## PROBLEM DETAILS:
The answer should be the records below, word for word, with every image left out.

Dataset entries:
- - - -
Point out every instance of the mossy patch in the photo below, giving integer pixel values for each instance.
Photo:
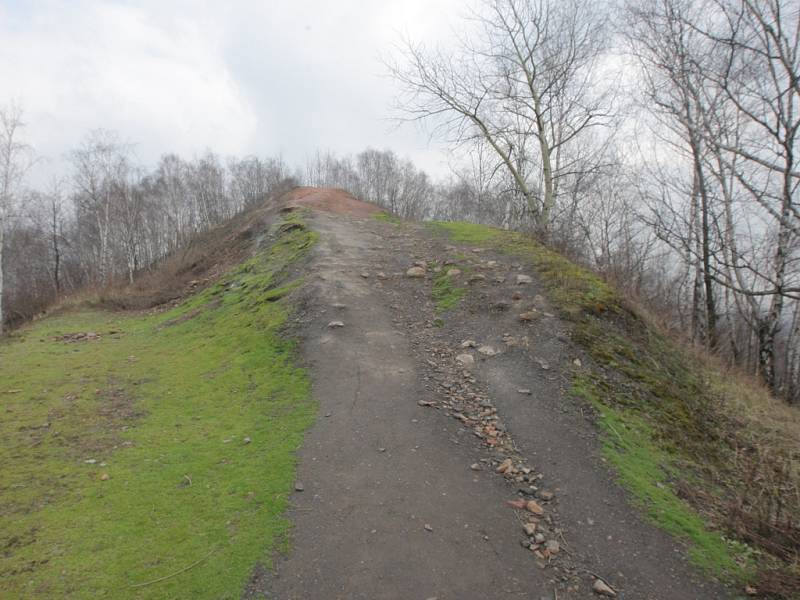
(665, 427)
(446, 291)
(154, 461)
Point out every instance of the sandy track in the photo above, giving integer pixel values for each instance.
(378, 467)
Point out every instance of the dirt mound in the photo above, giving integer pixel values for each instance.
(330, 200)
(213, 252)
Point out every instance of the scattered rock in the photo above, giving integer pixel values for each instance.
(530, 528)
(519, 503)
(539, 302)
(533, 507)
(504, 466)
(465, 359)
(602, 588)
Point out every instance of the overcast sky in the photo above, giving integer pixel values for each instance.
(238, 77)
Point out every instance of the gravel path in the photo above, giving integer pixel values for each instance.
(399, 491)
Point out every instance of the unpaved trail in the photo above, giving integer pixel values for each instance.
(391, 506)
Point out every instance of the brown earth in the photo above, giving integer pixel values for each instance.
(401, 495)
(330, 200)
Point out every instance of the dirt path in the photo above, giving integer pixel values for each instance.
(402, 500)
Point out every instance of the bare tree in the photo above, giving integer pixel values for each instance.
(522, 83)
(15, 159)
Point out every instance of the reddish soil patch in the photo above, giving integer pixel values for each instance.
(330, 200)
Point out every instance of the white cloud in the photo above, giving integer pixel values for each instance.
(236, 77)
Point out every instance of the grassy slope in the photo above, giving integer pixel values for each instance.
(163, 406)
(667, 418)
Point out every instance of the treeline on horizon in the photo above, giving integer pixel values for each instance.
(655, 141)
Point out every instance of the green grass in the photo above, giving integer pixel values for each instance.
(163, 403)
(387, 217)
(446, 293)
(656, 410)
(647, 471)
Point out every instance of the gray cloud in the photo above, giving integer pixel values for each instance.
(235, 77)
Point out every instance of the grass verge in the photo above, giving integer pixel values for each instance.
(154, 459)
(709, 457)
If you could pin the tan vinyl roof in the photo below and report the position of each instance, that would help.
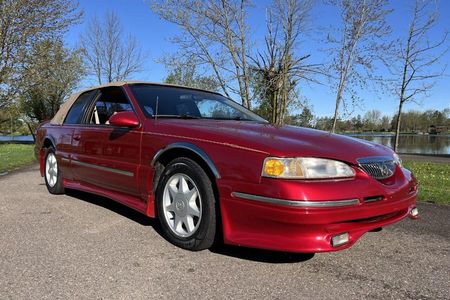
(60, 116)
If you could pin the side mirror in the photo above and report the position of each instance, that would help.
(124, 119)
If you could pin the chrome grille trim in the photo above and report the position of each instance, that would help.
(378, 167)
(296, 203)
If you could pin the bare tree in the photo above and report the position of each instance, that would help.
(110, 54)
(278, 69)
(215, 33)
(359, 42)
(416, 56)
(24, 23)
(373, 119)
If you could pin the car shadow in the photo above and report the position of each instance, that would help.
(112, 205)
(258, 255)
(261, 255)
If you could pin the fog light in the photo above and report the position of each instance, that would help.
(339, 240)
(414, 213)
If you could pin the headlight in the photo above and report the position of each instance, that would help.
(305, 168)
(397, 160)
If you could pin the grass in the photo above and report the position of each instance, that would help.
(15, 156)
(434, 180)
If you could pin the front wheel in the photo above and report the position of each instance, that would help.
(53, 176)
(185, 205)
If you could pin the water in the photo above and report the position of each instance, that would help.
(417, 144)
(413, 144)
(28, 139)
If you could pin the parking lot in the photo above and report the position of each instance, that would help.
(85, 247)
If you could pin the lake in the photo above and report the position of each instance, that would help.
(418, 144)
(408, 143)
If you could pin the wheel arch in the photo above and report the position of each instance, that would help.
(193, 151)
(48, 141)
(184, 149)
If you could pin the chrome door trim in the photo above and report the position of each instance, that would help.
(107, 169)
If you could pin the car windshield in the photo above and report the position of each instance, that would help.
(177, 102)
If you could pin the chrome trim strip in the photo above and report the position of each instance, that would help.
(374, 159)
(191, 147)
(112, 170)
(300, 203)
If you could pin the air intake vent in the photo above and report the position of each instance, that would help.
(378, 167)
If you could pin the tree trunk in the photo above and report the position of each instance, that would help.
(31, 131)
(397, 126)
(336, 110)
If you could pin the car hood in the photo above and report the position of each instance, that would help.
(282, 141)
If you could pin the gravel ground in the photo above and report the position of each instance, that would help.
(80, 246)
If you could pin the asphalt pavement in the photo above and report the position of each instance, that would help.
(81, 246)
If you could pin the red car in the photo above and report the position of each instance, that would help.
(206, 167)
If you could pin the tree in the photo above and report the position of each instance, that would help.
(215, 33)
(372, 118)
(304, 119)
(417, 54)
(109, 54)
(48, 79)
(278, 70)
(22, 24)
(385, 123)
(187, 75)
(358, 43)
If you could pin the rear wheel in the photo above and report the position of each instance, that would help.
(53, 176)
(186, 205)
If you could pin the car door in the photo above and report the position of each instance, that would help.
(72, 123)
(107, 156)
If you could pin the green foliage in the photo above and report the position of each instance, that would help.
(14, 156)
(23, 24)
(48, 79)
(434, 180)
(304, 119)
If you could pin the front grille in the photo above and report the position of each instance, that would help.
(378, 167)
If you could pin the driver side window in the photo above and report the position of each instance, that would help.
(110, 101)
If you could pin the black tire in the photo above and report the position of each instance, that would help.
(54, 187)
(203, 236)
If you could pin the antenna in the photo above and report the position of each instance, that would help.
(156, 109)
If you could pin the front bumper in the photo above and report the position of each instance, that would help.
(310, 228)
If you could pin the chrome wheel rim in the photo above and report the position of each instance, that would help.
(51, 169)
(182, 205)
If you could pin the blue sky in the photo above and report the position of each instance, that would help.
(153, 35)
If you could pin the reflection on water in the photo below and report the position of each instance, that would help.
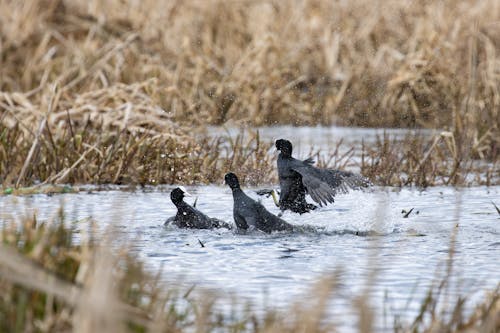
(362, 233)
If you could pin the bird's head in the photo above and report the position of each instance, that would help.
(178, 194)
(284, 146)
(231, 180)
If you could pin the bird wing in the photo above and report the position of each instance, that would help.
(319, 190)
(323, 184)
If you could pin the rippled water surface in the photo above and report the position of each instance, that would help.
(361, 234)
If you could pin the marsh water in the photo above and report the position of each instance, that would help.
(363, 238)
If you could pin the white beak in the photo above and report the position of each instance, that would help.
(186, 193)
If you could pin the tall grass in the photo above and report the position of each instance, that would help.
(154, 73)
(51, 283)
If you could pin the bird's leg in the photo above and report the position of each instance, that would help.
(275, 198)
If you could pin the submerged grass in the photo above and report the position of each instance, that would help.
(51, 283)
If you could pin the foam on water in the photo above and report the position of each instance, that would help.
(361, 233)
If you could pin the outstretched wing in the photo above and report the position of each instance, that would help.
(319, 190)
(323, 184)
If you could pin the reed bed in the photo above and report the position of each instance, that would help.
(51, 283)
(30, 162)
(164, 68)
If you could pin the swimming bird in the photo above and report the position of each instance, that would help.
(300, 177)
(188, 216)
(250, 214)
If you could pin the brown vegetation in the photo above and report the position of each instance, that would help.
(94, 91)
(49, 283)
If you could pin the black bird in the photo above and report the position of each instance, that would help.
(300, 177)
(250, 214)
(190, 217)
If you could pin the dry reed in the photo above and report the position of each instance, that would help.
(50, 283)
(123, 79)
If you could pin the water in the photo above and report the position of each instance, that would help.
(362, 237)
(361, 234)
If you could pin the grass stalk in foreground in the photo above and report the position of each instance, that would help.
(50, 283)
- - - -
## ANSWER FOR THIS EXERCISE:
Point out every instance of the mossy patch in the photo below, giving integer pixel values for each instance.
Photo:
(665, 427)
(446, 291)
(154, 461)
Point out every instance of the sandy track in the photo above, giving integer pixel values for each instance.
(378, 467)
Point out every instance of the dirt mound in the photo above, giving integer pixel values for each instance.
(330, 200)
(213, 252)
Point out every instance of the scattered rock in the photo above, giving integer pixel values for each instance.
(530, 528)
(519, 503)
(539, 302)
(533, 507)
(504, 466)
(465, 359)
(602, 588)
Point out every instance of the overcast sky in the photo above, giving integer pixel values for each instance.
(238, 77)
Point out every instance of the gravel path in the photo above, giving integer pixel values for each instance.
(399, 491)
Point out every instance of the unpaved trail in the photo above, giving integer pixel values for each instance.
(391, 506)
Point out every instance of the brown earth in the photo above, giving integer pixel values for each instance.
(401, 495)
(330, 200)
Point out every instance of the dirt path in the photo above, giving integer pixel values for each instance.
(402, 500)
Point out every instance of the bare tree in the photo above, giving integer pixel values for each instance.
(522, 83)
(15, 159)
Point out every instance of the reddish soil patch in the photo above, giving integer pixel values for each instance.
(330, 200)
Point out every instance of the white cloud in the photo above, giving integer pixel values for each instance.
(236, 77)
Point out every instance of the grassy slope in the photo above, giving integer pixel values for each instance.
(163, 406)
(667, 418)
Point out every instance of the treeline on horizon in the photo above, giving integer pixel values for each instance.
(655, 141)
Point out every instance of the green grass in the photo above, giving integer pixel values for each instance.
(163, 403)
(387, 217)
(446, 293)
(656, 410)
(647, 471)
Point out every instance of the gray cloud in the photo above, giving integer pixel values for each instance.
(235, 77)
Point out every instance of the grass verge in the photo above, giving integer pixel values for each instance.
(154, 459)
(709, 457)
If you could pin the tan vinyl roof in the photo below and report the position of each instance, that would help.
(60, 116)
If you could pin the side mirror in the photo above and report the position of each instance, that would help.
(124, 119)
If you could pin the chrome grille trim in the photo above and report the position of each instance, that would help.
(378, 167)
(296, 203)
If you could pin the bare tree in the photo above and report the position of each instance, that would help.
(110, 54)
(278, 69)
(215, 33)
(359, 42)
(416, 56)
(24, 23)
(373, 119)
If you could pin the car shadow in the photo above and report the position of each instance, that would help.
(112, 205)
(258, 255)
(261, 255)
If you could pin the fog light in the photo above and report the position of each instance, that would help.
(339, 240)
(414, 213)
If you could pin the headlight in the photo above and report the position of each instance, that would help.
(305, 168)
(397, 160)
If you could pin the grass in the photo above and report the position of each instance, that would help.
(15, 156)
(434, 180)
If you could pin the front wheel in the photo above and report the position of each instance, that would help.
(53, 176)
(185, 205)
If you could pin the water in the photo above and report the position of each instance, that would help.
(417, 144)
(413, 144)
(28, 139)
If you could pin the parking lot in the photo above and report the position of each instance, that would help.
(85, 247)
If you could pin the lake in the photo above and report the position of each instance, that would help.
(418, 144)
(408, 143)
If you could pin the wheel arch in the photo above and report the position of each instance, that would help.
(193, 151)
(48, 141)
(184, 149)
If you could pin the chrome door trim in the photo above and report the position of each instance, that would help.
(107, 169)
If you could pin the car windshield in the photo above and report the position of each instance, that would help.
(177, 102)
If you could pin the chrome trim strip in the photo above and report the position of each instance, that would help.
(374, 159)
(191, 147)
(112, 170)
(300, 203)
If you could pin the air intake vent in the photo above and report the position of each instance, that would help.
(378, 167)
If you could pin the tree trunk in the photo above and report the position of each instance, that would help.
(31, 131)
(397, 126)
(336, 110)
If you could pin the car hood in the photo above and report the position of each instance, that would help.
(282, 141)
If you could pin the gravel ground in the photo above and report the position of each instance, that would help.
(80, 246)
If you could pin the asphalt pavement in the photo above and report the position of each instance, that would help.
(81, 246)
If you could pin the red car in the photo above and report the position of each instance, that would help.
(206, 167)
If you could pin the tree in the photo above and report the position of each instance, that would help.
(215, 33)
(372, 118)
(304, 119)
(417, 54)
(109, 54)
(48, 79)
(278, 70)
(22, 24)
(385, 123)
(187, 75)
(358, 43)
If you could pin the rear wheel in the photo above and report the position of each instance, that would help.
(53, 176)
(186, 205)
If you could pin the car door in the photo above and report the position of each instance, that would help.
(72, 123)
(107, 156)
If you could pin the green foliage in the photo above and report the position of each instance, that would help.
(14, 156)
(23, 24)
(48, 79)
(434, 180)
(304, 119)
If you could pin the front grille in the photo above and report the position of each instance, that would help.
(378, 167)
If you could pin the driver side window in the photo above and report the position of each instance, that would help.
(110, 101)
If you could pin the black tire in the photo above and report the position of each instance, that would help.
(54, 187)
(203, 236)
If you could pin the antenna in the photo above and report the position of each instance, that would help.
(156, 109)
If you could pin the front bumper in the photo above and report the position of each instance, that would help.
(310, 228)
If you could pin the chrome wheel rim in the photo above and report the position of each instance, that would help.
(51, 169)
(182, 205)
If you could pin the blue sky in the photo above and report the position of each instance, that would help.
(153, 35)
If you could pin the reflection on water in the photo below and report the position of each instance, that would help.
(362, 233)
If you could pin the bird's head in the photo above and report the position of each instance, that would help.
(178, 194)
(284, 146)
(231, 180)
If you could pin the bird wing in the photo above and report the position of each instance, that would help.
(319, 190)
(323, 184)
If you could pin the rippled water surface in the photo above and report the position of each instance, that would help.
(361, 234)
If you could pin the marsh water in the photo above and report the position of each instance, that would help.
(363, 238)
If you could pin the white beak in the photo above and report the position of each instance, that would help.
(186, 193)
If you could pin the tall grass in the photo above and report the position of each instance, that would help.
(154, 73)
(51, 283)
If you could pin the bird's leg in the photo above and report the position of each instance, that would help.
(275, 198)
If you could pin the submerged grass in the photo above and report the position of each instance, that would help.
(51, 283)
If you could pin the foam on water in the photo above and report the position of each instance, that would help.
(361, 233)
If you could pin the outstretched wing in the photo above and report the position of each instance, that would help.
(319, 190)
(323, 184)
If you could pin the reed bed in the photo above and report the position of each instance, that would help.
(51, 283)
(30, 162)
(164, 68)
If you could pin the swimming bird in the photo above and report the position of each instance, that would help.
(300, 177)
(188, 216)
(250, 214)
If you could pin the brown vegetation in the photo above and report the position of each instance, that would help.
(94, 91)
(49, 283)
If you could pin the black bird in the photo above and report the position of each instance, that would help.
(300, 177)
(250, 214)
(190, 217)
If you could pin the dry reed in the photo above and report the position of each instance, that would help.
(50, 283)
(123, 79)
If you could pin the water in the photo above and report the position of each instance, that would help.
(362, 237)
(361, 234)
If you could pin the grass stalk in foreground in the photo above and report the position of each instance, that would help.
(50, 283)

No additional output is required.